Collection entries
■ ■ ■ ■ ■

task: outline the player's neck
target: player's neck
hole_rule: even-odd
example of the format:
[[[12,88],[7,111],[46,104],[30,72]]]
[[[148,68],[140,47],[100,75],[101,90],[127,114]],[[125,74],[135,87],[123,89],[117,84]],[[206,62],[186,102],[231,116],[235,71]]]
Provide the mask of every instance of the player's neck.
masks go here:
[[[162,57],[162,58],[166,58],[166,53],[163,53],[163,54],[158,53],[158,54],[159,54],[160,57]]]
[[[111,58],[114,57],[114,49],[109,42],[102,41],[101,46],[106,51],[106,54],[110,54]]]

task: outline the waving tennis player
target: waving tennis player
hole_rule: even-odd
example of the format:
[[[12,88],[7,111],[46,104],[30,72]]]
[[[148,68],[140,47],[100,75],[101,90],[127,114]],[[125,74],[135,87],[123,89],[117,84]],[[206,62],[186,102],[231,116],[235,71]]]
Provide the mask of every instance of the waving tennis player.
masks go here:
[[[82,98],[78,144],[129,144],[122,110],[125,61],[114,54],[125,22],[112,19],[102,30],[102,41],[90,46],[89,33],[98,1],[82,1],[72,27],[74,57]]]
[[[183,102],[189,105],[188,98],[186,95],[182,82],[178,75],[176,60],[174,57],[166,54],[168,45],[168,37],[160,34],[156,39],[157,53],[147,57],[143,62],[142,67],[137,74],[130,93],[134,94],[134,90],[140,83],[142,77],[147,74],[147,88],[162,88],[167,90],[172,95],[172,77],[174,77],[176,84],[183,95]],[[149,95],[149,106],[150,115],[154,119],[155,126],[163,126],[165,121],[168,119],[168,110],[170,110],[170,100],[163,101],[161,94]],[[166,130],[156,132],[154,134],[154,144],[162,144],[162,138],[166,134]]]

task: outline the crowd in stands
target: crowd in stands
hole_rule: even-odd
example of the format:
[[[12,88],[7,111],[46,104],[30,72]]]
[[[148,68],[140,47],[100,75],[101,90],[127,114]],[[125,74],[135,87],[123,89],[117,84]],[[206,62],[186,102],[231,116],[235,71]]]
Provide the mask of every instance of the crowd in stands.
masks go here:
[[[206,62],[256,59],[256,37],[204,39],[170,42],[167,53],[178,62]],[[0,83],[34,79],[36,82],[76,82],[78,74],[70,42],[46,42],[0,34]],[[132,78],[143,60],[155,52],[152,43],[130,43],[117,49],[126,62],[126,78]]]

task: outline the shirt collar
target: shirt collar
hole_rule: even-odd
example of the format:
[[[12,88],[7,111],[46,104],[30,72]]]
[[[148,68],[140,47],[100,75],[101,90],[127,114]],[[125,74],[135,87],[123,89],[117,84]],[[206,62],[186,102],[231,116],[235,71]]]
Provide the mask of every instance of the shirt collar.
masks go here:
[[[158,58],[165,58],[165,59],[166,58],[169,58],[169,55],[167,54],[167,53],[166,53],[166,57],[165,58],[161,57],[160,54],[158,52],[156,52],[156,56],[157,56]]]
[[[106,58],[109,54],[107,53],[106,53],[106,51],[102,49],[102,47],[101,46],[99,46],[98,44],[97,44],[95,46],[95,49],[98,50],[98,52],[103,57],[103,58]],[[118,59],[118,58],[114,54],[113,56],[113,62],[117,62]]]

■ ■ ■ ■ ■

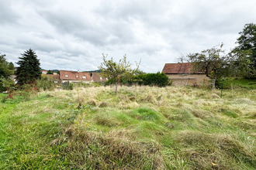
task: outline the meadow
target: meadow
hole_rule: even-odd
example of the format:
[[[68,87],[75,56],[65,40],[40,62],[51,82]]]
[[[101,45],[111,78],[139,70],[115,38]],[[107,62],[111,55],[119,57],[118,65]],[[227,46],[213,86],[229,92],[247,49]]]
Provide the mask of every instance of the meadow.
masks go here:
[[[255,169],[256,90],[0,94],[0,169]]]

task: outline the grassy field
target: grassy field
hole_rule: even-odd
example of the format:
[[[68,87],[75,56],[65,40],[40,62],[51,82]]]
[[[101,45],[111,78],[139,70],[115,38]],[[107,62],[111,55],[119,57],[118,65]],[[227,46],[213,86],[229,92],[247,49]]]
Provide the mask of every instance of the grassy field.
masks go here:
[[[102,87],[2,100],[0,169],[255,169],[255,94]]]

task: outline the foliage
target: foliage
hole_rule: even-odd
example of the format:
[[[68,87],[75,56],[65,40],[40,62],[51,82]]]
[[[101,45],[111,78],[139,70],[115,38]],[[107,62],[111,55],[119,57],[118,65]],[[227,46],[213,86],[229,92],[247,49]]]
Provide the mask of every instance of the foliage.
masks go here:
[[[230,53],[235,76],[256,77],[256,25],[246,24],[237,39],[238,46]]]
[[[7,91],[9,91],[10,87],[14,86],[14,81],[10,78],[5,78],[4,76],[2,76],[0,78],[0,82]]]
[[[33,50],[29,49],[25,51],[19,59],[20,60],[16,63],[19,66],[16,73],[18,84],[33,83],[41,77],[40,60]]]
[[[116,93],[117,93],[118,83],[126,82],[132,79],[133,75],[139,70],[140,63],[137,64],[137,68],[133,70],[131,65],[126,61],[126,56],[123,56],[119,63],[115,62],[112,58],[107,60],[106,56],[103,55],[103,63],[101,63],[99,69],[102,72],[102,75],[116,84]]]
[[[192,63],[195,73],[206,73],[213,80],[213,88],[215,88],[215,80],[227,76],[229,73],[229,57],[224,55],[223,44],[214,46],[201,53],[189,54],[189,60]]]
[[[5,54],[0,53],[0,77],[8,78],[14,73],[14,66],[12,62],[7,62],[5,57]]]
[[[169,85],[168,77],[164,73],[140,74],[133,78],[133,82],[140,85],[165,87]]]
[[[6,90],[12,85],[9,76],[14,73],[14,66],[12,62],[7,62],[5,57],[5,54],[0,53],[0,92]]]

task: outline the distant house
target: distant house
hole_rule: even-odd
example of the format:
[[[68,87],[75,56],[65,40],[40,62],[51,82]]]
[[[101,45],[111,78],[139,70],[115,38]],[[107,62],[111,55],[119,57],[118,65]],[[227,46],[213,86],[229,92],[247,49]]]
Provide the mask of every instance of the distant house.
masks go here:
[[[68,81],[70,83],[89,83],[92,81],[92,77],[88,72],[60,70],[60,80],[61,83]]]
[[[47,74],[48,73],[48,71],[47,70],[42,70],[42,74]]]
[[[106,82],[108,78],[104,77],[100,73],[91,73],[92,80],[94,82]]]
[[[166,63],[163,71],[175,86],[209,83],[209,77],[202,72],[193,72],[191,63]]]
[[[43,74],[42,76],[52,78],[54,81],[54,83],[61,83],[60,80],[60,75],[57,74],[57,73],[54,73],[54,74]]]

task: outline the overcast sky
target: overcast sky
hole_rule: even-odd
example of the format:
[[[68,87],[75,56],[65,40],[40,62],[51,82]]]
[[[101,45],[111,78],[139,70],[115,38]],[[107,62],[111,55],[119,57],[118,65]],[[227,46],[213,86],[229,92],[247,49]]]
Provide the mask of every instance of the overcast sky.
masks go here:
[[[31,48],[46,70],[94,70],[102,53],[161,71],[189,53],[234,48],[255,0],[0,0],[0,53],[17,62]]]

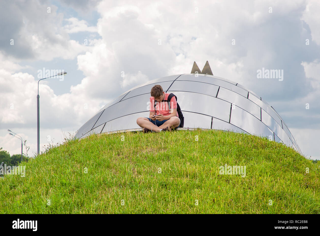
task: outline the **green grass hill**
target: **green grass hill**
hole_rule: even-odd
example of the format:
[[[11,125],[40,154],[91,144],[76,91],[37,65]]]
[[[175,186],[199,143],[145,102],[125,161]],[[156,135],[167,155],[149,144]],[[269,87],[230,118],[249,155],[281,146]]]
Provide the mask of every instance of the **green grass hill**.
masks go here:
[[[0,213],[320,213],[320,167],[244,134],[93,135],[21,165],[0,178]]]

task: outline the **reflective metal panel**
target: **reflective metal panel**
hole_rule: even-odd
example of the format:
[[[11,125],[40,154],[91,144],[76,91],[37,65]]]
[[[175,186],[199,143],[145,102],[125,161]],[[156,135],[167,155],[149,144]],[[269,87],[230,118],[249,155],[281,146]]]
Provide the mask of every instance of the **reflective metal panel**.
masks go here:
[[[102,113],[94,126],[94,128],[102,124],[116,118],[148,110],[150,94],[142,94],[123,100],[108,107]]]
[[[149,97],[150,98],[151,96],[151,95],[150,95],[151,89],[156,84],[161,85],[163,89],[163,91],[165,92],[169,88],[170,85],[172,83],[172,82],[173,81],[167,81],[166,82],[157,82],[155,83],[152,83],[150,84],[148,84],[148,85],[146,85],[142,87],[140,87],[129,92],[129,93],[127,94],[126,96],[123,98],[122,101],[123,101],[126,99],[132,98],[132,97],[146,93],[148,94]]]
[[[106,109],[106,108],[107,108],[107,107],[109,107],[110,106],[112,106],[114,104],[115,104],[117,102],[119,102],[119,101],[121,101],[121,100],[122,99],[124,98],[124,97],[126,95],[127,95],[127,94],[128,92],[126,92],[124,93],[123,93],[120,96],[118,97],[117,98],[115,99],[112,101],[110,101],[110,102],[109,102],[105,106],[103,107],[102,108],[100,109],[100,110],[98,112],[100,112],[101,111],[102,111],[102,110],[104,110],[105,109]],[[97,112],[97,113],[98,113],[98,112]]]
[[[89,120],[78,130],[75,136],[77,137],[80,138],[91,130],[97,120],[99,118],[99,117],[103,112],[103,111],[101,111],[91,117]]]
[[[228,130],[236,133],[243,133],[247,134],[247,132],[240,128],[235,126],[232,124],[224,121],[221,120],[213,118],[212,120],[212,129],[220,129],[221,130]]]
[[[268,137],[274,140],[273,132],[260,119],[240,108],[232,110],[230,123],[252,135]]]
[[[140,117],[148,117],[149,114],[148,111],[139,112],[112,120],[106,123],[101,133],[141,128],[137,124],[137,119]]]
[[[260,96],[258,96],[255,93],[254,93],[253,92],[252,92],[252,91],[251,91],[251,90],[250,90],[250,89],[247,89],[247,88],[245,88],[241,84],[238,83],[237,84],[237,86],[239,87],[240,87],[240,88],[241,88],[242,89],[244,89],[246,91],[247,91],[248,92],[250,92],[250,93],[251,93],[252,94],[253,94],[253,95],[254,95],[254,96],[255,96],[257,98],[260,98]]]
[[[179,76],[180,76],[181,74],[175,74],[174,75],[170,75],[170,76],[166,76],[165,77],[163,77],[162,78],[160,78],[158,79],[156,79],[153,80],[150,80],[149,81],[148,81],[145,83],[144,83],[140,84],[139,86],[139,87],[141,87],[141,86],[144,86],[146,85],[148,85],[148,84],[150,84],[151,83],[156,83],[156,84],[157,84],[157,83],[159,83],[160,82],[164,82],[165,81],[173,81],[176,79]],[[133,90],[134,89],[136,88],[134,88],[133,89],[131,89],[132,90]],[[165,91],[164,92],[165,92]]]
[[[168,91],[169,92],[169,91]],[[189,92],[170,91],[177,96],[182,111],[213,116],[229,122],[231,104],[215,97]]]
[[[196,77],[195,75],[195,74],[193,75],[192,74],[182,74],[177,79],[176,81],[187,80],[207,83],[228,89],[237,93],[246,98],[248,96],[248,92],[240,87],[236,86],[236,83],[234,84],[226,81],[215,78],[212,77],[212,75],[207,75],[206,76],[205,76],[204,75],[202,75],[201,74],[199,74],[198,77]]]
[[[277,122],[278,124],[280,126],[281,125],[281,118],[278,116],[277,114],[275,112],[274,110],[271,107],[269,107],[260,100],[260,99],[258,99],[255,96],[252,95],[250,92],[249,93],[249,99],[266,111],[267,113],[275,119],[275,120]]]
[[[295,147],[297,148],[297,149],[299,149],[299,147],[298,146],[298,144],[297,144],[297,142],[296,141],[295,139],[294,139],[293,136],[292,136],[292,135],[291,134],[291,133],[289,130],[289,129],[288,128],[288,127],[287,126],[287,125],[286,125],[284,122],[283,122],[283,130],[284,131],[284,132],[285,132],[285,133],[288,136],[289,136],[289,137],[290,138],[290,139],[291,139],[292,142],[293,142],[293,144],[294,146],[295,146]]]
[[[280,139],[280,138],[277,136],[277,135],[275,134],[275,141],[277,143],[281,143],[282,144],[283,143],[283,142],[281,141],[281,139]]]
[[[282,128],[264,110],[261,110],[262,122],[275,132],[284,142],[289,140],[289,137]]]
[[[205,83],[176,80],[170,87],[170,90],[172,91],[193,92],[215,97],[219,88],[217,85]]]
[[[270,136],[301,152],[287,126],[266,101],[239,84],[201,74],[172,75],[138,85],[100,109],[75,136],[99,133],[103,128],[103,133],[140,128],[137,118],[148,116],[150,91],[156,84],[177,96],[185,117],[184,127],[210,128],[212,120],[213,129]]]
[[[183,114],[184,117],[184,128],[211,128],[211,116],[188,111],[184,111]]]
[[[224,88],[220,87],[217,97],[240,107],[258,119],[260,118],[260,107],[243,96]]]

■ ■ ■ ■ ■

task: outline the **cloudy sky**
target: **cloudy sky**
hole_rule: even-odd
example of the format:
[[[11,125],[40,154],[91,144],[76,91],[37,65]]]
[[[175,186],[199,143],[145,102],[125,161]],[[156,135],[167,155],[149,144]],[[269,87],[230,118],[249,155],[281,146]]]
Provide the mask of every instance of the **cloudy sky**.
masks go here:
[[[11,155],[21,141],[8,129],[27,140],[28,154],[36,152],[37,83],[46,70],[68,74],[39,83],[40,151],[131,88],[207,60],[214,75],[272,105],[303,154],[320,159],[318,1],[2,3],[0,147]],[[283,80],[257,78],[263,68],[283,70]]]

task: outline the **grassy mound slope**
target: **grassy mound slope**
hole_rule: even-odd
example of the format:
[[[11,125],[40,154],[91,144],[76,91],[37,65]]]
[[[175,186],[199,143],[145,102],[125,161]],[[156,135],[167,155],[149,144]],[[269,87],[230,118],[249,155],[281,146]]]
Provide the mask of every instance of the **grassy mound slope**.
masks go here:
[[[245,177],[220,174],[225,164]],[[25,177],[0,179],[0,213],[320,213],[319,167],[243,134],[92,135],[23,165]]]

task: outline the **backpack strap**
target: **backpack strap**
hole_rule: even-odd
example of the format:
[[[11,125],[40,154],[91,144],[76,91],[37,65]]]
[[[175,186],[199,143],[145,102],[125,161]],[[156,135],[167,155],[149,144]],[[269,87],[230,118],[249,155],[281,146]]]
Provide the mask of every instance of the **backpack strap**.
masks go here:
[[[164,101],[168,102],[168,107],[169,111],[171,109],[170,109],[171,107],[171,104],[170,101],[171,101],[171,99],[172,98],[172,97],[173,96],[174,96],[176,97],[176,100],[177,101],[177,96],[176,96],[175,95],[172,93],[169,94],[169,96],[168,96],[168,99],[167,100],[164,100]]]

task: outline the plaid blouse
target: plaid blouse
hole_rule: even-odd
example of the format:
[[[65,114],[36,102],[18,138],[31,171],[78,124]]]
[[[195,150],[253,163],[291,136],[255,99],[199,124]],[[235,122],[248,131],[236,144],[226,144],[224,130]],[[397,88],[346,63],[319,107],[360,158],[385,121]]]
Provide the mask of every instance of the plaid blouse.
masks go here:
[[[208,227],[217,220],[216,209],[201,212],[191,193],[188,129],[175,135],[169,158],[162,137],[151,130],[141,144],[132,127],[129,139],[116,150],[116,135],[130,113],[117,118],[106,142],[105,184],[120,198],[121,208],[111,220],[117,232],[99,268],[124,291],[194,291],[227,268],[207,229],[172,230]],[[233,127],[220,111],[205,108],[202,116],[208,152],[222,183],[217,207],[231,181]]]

■ ■ ■ ■ ■

*EXERCISE OBJECTIVE*: Reproduce the part of the data that opens with the line containing "task: outline the grassy field" and closes with the line containing "[[[102,87],[2,100],[0,169],[255,169],[255,94]]]", keeping every line. Multiply each polygon coordinate in the masks by 0.35, rounding to whole numbers with halves going up, and leave the requests and format samples as they are. Return only these lines.

*WRITTEN ANSWER*:
task: outline the grassy field
target: grassy field
hole_rule: even-odd
example of the format:
[[[68,87],[75,56],[65,40],[40,62],[51,82]]]
[[[101,45],[111,78],[139,70],[115,38]],[[107,62],[111,55],[119,57],[118,65]],[[227,46],[213,86],[229,92],[247,49]]]
Provide the mask of every instance of the grassy field.
masks go here:
[[[36,30],[1,35],[0,59],[89,59],[89,33]]]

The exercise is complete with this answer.